What is being asked: Search each line below for the word "church" and list those that contain it.

Recorded data:
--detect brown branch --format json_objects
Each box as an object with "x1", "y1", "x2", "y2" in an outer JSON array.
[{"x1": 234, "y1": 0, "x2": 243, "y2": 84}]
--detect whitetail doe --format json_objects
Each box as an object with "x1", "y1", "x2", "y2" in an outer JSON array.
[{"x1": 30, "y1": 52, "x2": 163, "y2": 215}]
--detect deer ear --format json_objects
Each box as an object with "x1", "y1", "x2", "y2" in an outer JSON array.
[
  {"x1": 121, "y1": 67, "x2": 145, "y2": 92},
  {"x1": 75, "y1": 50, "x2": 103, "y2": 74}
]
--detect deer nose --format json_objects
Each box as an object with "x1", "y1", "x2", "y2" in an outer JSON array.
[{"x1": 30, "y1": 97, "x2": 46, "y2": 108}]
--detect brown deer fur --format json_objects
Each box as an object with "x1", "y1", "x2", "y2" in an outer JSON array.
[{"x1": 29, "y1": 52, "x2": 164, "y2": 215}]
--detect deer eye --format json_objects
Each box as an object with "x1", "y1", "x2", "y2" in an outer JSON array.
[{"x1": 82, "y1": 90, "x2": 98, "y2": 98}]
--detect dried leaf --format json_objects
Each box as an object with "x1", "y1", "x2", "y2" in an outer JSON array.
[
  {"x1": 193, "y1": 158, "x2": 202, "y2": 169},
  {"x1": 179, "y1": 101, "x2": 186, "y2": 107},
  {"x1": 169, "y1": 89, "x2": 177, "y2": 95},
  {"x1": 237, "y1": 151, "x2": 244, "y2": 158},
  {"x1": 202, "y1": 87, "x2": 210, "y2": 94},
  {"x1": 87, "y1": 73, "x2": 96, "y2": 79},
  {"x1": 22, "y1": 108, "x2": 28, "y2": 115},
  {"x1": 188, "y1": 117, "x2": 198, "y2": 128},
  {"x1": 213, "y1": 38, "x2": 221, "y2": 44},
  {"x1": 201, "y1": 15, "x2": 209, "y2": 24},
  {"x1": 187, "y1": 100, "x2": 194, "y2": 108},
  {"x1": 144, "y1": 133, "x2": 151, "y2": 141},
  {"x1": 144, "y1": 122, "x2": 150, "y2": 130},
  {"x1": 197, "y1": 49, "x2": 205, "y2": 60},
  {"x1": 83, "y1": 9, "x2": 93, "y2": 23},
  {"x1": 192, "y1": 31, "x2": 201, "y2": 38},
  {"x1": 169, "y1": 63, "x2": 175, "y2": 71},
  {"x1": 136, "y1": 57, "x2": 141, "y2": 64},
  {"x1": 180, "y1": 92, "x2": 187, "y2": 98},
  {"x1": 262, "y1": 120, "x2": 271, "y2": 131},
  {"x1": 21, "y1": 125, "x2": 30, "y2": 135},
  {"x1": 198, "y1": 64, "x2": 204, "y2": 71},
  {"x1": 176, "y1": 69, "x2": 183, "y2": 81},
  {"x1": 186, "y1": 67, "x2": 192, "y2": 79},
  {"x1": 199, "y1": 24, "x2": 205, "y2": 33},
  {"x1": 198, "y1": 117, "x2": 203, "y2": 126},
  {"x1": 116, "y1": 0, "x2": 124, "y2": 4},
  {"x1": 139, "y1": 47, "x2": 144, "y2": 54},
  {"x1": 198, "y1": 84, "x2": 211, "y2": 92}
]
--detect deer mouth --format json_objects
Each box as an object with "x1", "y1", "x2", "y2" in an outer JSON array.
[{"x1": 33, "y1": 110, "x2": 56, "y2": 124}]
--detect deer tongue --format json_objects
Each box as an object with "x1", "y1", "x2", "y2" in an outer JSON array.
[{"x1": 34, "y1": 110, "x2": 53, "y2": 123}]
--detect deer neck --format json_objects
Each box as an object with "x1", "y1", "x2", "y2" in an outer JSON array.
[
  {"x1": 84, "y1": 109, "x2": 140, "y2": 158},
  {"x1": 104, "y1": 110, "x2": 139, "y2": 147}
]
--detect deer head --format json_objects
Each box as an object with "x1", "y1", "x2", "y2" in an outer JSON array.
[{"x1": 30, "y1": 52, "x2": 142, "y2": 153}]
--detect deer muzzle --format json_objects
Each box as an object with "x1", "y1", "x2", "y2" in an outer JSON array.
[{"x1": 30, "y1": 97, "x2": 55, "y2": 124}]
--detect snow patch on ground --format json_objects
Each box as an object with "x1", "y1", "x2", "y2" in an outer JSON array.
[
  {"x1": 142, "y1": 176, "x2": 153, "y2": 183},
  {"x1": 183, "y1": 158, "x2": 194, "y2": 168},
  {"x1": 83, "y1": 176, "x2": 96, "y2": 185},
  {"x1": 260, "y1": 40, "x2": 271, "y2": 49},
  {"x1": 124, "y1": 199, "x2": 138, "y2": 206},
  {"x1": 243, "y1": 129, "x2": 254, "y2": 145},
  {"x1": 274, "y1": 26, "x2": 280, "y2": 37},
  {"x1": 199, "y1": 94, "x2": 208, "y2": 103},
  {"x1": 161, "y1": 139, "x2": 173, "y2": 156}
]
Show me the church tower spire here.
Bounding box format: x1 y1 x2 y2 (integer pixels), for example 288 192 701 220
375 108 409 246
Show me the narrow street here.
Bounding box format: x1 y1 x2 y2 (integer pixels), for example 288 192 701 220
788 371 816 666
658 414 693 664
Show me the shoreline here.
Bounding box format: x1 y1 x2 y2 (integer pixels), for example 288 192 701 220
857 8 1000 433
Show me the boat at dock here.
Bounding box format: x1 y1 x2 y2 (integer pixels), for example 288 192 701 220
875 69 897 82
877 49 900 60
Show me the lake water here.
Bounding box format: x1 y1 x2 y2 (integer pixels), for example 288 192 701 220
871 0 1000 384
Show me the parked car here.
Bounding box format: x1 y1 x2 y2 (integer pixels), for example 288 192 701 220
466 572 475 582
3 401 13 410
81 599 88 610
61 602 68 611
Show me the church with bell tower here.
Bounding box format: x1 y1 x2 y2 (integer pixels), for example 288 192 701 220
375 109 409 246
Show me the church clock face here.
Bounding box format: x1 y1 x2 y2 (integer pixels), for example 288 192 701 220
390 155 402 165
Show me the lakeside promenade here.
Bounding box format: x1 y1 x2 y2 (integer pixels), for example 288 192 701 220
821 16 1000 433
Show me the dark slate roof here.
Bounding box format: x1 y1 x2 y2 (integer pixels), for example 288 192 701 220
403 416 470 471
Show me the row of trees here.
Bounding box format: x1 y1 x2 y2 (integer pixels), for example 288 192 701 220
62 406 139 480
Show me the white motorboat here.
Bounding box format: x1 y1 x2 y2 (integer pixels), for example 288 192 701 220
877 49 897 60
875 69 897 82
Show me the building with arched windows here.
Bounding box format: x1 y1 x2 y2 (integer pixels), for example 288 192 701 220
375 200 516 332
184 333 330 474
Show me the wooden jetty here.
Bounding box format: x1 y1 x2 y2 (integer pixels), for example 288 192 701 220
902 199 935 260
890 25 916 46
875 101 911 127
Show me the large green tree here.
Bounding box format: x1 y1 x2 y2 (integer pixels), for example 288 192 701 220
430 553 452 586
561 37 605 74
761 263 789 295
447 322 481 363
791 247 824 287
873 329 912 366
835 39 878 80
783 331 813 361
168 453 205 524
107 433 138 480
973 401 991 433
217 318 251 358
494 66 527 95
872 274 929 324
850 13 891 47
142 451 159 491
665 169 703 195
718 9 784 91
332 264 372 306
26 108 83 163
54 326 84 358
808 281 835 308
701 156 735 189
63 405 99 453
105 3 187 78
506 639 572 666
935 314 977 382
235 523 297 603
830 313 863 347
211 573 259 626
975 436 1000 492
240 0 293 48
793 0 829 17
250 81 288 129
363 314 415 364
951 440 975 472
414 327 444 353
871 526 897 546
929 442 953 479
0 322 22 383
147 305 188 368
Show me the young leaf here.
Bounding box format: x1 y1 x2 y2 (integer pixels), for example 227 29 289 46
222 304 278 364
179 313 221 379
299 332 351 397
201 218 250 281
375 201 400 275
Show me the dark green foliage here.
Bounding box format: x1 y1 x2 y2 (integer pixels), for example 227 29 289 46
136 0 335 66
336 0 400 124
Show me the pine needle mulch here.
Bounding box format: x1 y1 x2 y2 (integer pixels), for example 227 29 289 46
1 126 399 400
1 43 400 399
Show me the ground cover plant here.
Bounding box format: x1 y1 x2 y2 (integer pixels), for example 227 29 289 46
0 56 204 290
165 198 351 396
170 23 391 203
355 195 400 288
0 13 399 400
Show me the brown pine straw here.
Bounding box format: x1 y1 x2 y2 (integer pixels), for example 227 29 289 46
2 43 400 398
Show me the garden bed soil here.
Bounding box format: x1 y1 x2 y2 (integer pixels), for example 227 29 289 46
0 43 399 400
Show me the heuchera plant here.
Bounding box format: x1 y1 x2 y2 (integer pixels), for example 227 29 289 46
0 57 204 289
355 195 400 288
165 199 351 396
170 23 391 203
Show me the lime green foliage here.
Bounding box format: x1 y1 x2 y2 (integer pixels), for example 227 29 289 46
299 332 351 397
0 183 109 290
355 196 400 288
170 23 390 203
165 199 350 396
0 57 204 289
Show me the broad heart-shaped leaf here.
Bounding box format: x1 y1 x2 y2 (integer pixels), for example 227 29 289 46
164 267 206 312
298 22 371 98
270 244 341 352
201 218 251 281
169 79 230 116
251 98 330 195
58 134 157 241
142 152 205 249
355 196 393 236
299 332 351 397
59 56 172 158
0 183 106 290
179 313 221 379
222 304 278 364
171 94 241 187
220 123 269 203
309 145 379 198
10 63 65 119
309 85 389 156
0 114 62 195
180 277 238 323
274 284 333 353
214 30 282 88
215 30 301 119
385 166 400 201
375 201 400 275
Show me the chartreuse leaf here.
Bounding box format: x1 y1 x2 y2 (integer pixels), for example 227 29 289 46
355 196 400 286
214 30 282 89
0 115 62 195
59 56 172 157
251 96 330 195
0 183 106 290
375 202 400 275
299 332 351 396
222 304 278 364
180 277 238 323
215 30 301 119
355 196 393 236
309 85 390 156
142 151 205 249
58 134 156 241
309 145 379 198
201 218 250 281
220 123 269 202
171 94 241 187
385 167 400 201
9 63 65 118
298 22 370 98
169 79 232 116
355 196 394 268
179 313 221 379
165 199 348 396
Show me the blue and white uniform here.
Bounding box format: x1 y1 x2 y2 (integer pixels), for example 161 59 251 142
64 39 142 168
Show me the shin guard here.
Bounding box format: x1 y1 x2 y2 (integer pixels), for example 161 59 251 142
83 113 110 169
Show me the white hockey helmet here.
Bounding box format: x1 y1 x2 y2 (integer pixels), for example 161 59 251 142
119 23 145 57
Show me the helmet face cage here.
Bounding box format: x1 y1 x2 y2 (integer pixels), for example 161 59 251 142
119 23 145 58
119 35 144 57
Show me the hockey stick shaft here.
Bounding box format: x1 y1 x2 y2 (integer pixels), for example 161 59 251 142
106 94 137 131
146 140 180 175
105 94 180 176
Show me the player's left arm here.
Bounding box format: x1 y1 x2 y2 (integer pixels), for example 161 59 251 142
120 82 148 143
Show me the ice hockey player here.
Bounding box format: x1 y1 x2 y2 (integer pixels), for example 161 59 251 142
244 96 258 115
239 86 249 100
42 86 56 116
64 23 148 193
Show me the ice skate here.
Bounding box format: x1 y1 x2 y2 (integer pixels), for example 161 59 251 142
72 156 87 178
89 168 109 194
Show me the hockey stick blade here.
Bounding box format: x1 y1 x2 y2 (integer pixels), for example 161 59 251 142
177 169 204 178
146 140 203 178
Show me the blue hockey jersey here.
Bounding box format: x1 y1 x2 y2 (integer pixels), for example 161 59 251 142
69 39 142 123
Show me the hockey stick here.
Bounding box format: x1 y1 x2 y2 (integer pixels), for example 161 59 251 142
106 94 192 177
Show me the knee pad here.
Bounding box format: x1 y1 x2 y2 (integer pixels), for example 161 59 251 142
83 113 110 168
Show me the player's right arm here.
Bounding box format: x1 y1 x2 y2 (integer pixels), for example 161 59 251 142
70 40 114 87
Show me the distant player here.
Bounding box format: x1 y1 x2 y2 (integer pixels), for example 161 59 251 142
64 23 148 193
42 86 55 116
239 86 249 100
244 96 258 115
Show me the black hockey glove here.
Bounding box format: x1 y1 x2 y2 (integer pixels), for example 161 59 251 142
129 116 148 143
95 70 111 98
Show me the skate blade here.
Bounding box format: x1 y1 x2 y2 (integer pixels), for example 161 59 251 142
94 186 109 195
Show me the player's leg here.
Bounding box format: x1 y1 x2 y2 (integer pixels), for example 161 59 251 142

Task result:
Show me the church tower spire here.
Show me the church with bell tower here.
Show me the church clock face here.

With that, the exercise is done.